Required action:
Update the records by replacing every occurrence of "rough mask" with "coarse mask" and leaving all other text unchanged. Omit the pictures from your answer.

+ + + + +

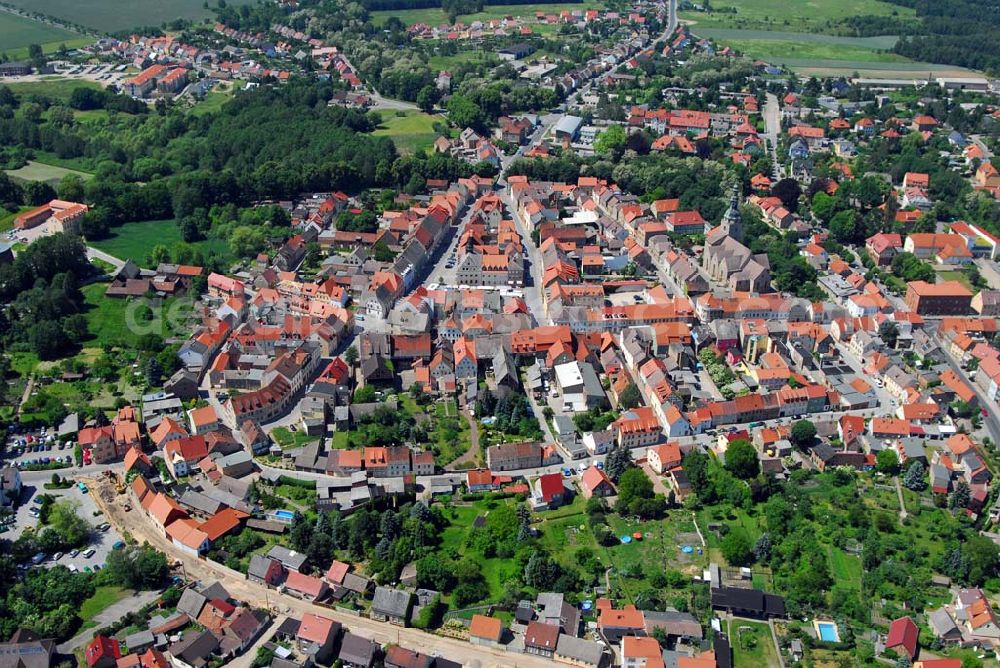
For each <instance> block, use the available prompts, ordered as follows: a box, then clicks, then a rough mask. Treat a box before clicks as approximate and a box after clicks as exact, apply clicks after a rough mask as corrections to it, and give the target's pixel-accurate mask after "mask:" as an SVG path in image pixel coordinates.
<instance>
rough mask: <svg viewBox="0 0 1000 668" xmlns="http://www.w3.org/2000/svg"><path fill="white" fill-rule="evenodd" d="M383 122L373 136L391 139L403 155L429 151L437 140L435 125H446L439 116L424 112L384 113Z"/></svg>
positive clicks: (394, 112) (381, 113)
mask: <svg viewBox="0 0 1000 668" xmlns="http://www.w3.org/2000/svg"><path fill="white" fill-rule="evenodd" d="M380 113H381V117H382V122H381V123H380V124H379V126H378V129H377V130H375V132H373V133H372V134H374V135H375V136H376V137H391V138H392V141H393V143H395V144H396V148H398V149H399V151H400V152H401V153H416V152H418V151H423V150H425V149H429V148H430V147H431V145H433V144H434V140H435V139H437V133H436V132H435V131H434V123H444V119H442V118H440V117H438V116H432V115H430V114H425V113H423V112H422V111H383V112H380Z"/></svg>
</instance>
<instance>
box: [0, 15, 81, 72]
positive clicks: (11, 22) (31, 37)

+ + + + +

Solution to this problem:
For each <instance> block, use the available prompts, ordered as follows: a box, then clicks, then a coarse mask. Treat a box before clicks as approximate and a box after clicks as exact, apply clicks after a coarse mask as corrections to it, and give the target's pixel-accurate mask after "mask:" as an SVG path in image pixel coordinates.
<instance>
coarse mask: <svg viewBox="0 0 1000 668" xmlns="http://www.w3.org/2000/svg"><path fill="white" fill-rule="evenodd" d="M383 122L373 136L391 139L403 155L429 151L437 140L435 125H446L439 116L424 112L384 113Z"/></svg>
positive clicks: (394, 112) (381, 113)
mask: <svg viewBox="0 0 1000 668" xmlns="http://www.w3.org/2000/svg"><path fill="white" fill-rule="evenodd" d="M380 113H381V117H382V122H381V123H380V124H379V126H378V129H377V130H375V132H373V133H372V134H374V135H375V136H376V137H391V138H392V141H393V143H395V144H396V148H398V149H399V151H400V152H401V153H416V152H418V151H423V150H425V149H429V148H430V147H431V145H433V144H434V140H435V139H437V133H436V132H435V131H434V123H444V119H442V118H440V117H438V116H432V115H430V114H425V113H423V112H422V111H383V112H380Z"/></svg>
</instance>
<instance>
box: [0, 15, 81, 72]
positive clicks: (11, 22) (31, 37)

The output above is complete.